To do:
How many lines in the records below contain the string "hair", counting only matches in the same case? Reply with the number alone.

## begin Provided data

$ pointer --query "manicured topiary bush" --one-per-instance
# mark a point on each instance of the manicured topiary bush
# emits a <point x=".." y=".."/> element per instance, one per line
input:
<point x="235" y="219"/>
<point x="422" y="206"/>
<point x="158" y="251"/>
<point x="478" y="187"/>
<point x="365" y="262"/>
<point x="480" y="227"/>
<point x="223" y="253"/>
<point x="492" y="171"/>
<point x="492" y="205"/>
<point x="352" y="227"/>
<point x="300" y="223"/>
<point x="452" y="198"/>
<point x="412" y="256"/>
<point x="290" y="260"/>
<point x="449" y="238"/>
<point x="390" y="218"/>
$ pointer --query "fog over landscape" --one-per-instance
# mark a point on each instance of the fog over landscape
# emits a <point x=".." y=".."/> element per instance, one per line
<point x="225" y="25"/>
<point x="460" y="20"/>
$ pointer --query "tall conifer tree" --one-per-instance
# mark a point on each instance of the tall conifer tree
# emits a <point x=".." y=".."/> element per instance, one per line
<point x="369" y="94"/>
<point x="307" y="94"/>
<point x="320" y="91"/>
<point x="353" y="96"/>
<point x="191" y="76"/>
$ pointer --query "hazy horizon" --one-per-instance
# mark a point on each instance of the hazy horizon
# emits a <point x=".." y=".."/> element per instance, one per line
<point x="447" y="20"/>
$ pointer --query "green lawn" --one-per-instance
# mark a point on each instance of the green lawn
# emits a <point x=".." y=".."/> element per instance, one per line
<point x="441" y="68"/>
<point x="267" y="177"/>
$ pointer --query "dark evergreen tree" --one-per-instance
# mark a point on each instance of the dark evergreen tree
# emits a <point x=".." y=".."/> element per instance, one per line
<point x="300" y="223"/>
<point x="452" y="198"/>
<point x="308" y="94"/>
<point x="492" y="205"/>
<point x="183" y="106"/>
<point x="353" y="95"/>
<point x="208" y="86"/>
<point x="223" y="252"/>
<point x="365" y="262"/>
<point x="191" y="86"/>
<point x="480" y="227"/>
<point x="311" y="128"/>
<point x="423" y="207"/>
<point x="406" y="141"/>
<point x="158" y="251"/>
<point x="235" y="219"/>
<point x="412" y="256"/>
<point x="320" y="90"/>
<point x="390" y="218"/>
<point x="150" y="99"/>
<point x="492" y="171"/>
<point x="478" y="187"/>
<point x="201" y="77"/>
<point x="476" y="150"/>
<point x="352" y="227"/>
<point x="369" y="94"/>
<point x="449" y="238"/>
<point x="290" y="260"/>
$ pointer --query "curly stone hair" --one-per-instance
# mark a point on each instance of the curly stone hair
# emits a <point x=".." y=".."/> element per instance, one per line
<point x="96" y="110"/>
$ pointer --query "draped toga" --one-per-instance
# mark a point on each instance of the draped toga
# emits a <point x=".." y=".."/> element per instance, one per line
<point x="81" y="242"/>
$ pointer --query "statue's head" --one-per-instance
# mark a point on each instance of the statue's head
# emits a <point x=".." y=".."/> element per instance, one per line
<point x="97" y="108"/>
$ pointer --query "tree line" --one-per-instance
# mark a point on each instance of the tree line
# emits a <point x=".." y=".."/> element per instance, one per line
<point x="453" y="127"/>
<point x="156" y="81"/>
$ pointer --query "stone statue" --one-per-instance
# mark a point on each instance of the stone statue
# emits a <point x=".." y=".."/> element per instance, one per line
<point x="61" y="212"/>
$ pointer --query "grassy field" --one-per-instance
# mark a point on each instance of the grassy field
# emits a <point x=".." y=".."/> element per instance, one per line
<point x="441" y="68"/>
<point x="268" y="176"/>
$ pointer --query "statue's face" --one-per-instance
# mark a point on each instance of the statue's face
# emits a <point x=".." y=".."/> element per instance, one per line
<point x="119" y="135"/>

## end Provided data

Expected answer:
2